● Prompt 1: Can you pull out the part of the baseball blog post starting with "While many people" and going on through "in their kitchen.", copied word for word?
● Prompt 2: Could you extend the blog post about loving baseball and the Red Sox–Rays game, picking up right after its last sentence?

While many people grew up with the motto hanging in their kitchen saying
“Home Sweet Home,” in our kitchen hung a saying that was a take-off of a Vincent Van Gogh quote, “The best way to know life is to love many things.” Our family lived by that. I still do. I love so many things; I appreciate them; I look for and find beauty in just about everything. I have very little disdain in my being. I can’t say that about a lot of people I know. Maybe they had the wrong sign hanging in their kitchen.
I have always had a love and passion for
baseball. That is part of my being. When I was younger, a player stayed on their team for sometimes their entire career. It was easy to love a team and
all of its players. That concept is now an anomaly. Players don’t stay on the same team sometimes not even for the duration of their contract. Since I love
baseball, yes I am faithful to one team, but I absolutely love to watch some players that are not Red Sox players. Scott Kazmir is one of those players.
I first saw him pitch early in his career; 2004 to be exact. I think he was 18 years old at the time. I love this guy. He is not on the Red Sox.
Red Sox vs. Tampa Bay
Early last week the outlook was for snow on Wed. night. As much as I like to go to games, I have to say that is where I draw the line. I love the snow, just not at a baseball game. Lefty Jon Lester was scheduled to pitch against Scott Kasmir. I can’t think of a more intriguing matchup. I wanted to go to that game in the worst way. At the last minute, we were able to score field box tickets for under face value. That is unheard of at Fenway. I don’t know why people still aren’t recognizing the fact that Red Sox v Rays is about as good as it gets. But they are not.

● Material provided:
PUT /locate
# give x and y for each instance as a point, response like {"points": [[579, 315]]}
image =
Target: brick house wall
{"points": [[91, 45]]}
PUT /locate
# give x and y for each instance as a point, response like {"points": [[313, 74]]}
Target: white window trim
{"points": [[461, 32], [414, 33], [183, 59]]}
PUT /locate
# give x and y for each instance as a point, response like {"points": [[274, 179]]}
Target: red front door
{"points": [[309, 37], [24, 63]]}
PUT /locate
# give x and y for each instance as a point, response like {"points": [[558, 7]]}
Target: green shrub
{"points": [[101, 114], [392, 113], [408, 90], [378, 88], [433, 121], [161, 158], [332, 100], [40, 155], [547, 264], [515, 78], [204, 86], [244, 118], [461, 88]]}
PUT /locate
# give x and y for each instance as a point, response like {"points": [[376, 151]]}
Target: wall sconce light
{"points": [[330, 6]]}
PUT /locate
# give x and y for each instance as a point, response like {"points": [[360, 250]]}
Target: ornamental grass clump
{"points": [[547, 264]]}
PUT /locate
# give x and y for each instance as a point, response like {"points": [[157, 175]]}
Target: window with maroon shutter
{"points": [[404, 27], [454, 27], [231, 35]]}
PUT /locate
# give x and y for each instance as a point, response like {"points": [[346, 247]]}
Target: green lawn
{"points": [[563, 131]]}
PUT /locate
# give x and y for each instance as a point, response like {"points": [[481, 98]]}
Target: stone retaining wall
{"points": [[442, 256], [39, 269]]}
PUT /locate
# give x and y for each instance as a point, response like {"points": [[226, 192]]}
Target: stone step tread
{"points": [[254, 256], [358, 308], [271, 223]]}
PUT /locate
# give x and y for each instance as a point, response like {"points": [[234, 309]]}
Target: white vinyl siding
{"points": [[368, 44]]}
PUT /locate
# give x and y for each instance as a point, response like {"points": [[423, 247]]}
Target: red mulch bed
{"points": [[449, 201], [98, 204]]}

● Answer section 1:
While many people grew up with the motto hanging in their kitchen saying
“Home Sweet Home,” in our kitchen hung a saying that was a take-off of a Vincent Van Gogh quote, “The best way to know life is to love many things.” Our family lived by that. I still do. I love so many things; I appreciate them; I look for and find beauty in just about everything. I have very little disdain in my being. I can’t say that about a lot of people I know. Maybe they had the wrong sign hanging in their kitchen.

● Answer section 2:
It was chilly but overall a beautiful night at Fenway. There was very little wind, comfortable temperatures if you were dressed for it. My two favorite southpaws were headed for the mound: Jon Lester v Scott Kazmir. I was so excited for the game.
It started out rather exciting. The first two innings showed two very talented lefties going head to head. In the top of the third with runners on first and second, and no outs, Ray’s Carl Crawford ripped one to first. Kevin Youkilis made a nice play fielding the ball but instead of getting the easy out at first, he tried for the force at second, with hopes of a double-play. Who knows what he was thinking because this ball sailed into the outfield which allowed the first run to score and charging Youk with his first “E” of the season.
All was going well for both pitchers until the fifth when Carlos Pena started the assault against Jon Lester with a two-run homer. The worst part of this homer was that Pena was 3-0 before he even saw his first strike. This was just the beginning of what end up being a four-run top of the fifth.
By the time they took Lester out, he gave up eight hits and five runs over five innings, walking two and striking out five. It was looking like we’d never dig ourselves out of this hole. But….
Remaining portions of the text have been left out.